===== RECORDS SUPPLIED =====

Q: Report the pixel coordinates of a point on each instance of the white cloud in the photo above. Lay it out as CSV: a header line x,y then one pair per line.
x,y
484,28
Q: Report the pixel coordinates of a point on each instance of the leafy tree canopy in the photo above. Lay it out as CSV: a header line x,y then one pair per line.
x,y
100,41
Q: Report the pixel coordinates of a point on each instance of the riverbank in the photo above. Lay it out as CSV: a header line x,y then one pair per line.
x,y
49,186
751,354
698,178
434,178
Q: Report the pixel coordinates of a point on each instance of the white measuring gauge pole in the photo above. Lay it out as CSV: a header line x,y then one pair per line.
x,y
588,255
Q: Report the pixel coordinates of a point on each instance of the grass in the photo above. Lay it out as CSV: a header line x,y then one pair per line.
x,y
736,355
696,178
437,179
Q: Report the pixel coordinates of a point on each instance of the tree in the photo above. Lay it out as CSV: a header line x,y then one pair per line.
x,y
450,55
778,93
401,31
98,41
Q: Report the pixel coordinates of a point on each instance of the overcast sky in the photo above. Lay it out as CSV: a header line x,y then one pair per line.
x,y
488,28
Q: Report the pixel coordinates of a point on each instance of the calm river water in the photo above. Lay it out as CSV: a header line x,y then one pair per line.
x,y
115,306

=====

• [AIM]
Copy every line of the entries above verbatim.

• [THE REPLY]
Q: Report the pixel coordinates of a point on each instance of the white cloud in the photo above. Lay it out as CSV: a header line x,y then one pair per line.
x,y
484,28
Q: Report the pixel coordinates of a point on each instance of the leafy tree canopy in the photo above. Lay it out as CSV: a header line x,y then one pair per line.
x,y
100,41
Q: Report the pixel coordinates of a point on each instance of the riverbank in the photo above. Lay it out as CSV: a header line x,y then one pair per line.
x,y
49,186
751,354
698,178
434,178
Q: Report the pixel coordinates of a point on each instance of the white measuring gauge pole in the photo above. Lay it out as CSV: a header line x,y then one pair per line.
x,y
588,255
Q: Report the pixel coordinates of a point on each instance of the grass in the photo above. Lay it out as CSV: a header line x,y then one pair per line.
x,y
736,355
696,178
437,179
Q: Report the pixel coordinates of a point on each instance of the tree in the photo above. Lay it out as CSV: a header line x,y then one pair per line.
x,y
450,55
778,93
401,31
98,41
Q: Report the pixel coordinates of a point on each instance of the overcast sky in the photo above. Lay it out as CSV: a header line x,y then one pair per line.
x,y
488,28
Q: Report the pixel coordinates of a point on each instance of the calm river water in the photo above. Lay it out as CSV: a header line x,y then one pair per line.
x,y
115,306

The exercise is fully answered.